Written problem = In the data that follows, find the line containing "like (18, 187)."; then quote that line and every line after it, exactly, through the last one.

begin Material to process

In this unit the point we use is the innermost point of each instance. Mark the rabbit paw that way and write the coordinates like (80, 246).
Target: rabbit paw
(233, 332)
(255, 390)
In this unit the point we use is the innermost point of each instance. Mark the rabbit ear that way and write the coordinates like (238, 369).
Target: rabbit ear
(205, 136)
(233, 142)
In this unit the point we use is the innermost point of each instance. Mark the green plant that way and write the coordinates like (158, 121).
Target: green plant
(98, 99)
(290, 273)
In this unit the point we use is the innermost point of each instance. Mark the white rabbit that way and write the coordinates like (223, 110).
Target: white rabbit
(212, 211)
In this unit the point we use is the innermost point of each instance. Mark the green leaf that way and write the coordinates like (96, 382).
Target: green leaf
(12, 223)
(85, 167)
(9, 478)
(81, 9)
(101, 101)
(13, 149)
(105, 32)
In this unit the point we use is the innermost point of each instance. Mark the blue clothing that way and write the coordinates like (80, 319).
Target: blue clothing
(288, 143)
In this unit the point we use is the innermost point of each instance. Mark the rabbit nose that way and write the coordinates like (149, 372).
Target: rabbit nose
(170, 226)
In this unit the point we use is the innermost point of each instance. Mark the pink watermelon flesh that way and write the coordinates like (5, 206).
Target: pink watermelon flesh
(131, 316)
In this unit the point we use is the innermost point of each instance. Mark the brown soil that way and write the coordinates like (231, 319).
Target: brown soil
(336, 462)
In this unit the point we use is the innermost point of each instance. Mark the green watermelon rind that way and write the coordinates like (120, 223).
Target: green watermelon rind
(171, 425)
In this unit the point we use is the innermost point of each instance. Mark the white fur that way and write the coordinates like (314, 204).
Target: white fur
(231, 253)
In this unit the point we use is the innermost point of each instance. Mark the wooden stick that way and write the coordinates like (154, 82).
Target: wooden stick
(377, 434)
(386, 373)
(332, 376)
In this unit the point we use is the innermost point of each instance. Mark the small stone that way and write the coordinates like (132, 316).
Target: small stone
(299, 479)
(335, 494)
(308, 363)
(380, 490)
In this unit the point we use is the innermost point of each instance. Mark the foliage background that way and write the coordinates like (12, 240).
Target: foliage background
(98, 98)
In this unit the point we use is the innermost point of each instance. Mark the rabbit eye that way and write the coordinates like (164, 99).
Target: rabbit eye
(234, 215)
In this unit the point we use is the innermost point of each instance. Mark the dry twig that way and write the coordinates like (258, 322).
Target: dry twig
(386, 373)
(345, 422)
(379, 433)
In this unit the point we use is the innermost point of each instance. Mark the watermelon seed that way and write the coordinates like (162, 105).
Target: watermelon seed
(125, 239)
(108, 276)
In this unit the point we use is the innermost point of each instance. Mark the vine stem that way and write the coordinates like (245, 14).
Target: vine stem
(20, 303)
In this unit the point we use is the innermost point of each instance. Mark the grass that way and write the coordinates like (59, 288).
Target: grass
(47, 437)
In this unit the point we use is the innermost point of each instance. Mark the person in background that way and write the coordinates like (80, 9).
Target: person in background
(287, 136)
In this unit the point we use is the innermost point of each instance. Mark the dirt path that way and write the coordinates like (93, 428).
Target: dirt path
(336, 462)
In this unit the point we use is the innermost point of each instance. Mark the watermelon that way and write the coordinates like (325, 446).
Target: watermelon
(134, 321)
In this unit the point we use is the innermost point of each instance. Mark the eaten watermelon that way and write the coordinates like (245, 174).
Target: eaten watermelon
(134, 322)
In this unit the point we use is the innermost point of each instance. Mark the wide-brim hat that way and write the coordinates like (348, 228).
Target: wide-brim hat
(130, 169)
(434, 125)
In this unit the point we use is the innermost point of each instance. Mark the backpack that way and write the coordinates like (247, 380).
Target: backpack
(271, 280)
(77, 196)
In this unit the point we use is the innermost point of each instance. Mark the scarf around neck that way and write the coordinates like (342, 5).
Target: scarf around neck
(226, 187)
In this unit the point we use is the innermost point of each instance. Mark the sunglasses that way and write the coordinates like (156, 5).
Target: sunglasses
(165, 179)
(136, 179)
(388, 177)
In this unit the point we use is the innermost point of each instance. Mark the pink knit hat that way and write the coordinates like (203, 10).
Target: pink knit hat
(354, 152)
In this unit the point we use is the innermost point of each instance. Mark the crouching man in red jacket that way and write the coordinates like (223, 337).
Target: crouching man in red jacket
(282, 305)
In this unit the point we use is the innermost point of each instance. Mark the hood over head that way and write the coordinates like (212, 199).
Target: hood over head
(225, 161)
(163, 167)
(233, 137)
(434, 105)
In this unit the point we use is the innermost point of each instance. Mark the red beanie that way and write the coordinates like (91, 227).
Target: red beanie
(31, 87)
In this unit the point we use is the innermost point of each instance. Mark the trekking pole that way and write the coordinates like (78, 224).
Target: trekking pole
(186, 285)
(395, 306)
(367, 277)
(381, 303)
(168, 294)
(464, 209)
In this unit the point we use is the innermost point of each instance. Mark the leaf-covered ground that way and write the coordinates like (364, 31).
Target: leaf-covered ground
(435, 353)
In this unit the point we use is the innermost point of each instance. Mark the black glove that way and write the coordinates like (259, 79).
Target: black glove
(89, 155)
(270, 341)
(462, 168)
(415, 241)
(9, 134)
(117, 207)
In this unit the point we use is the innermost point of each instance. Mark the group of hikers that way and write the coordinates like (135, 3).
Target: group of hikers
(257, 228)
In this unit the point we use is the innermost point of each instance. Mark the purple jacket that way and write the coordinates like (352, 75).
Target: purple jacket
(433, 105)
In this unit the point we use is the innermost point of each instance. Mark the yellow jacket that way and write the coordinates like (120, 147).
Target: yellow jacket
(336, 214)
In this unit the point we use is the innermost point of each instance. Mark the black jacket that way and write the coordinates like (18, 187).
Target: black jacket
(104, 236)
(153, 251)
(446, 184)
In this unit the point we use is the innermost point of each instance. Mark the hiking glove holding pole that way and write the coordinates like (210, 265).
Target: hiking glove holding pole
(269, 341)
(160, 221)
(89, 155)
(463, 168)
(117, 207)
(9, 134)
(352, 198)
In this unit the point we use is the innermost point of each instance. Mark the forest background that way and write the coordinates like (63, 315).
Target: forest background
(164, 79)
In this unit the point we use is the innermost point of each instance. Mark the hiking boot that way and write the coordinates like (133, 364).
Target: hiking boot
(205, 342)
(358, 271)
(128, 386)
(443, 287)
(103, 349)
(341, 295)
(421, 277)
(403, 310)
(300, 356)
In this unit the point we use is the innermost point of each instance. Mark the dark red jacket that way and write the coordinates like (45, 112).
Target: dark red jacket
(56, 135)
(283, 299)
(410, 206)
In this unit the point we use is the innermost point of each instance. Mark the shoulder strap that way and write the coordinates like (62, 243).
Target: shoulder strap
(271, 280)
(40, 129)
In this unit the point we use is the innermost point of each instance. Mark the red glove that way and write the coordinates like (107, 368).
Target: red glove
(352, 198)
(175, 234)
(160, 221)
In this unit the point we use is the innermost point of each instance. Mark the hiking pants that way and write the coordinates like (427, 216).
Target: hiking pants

end Material to process

Expected answer =
In this unit the point we use is the innermost point of each instance. Mark the black jacket that way and write the coordinates like (18, 187).
Target: black jacket
(104, 236)
(153, 251)
(446, 184)
In this unit the point we use is the innermost point of each instance. Mark the hiking glove holding pole that way and write the coordinates like (210, 265).
Target: hiking glove holding pole
(269, 341)
(160, 221)
(89, 155)
(463, 168)
(117, 207)
(9, 134)
(352, 198)
In this unit the point we use is the innermost point of each instance. Mark the forest background that way and write the coordinates like (63, 315).
Target: forest background
(164, 79)
In this unit the point we use is the innermost point of each instance. Mark the hiking boot that way and write the coordinates like (133, 364).
Target: hiking boot
(205, 342)
(358, 271)
(128, 386)
(443, 287)
(103, 349)
(341, 295)
(421, 277)
(403, 310)
(300, 356)
In this unit the point we use is the innermost point of each instance. Mark the dark red jacket that way and write the coordinates like (45, 112).
Target: dark red jacket
(56, 135)
(283, 299)
(410, 206)
In this unit the point we use is the innermost point of each instance. Mark the shoulder strap that way and write the coordinates like (62, 243).
Target: shoulder strap
(271, 280)
(40, 129)
In this unit the point we use is the innermost point of each instance. Mark the red glove that way and write the coordinates like (107, 368).
Target: red glove
(352, 198)
(175, 234)
(160, 221)
In this unit the point we use is the innermost point of each instance. Mark the hiking pants that way and write the coordinates like (427, 216).
Target: hiking pants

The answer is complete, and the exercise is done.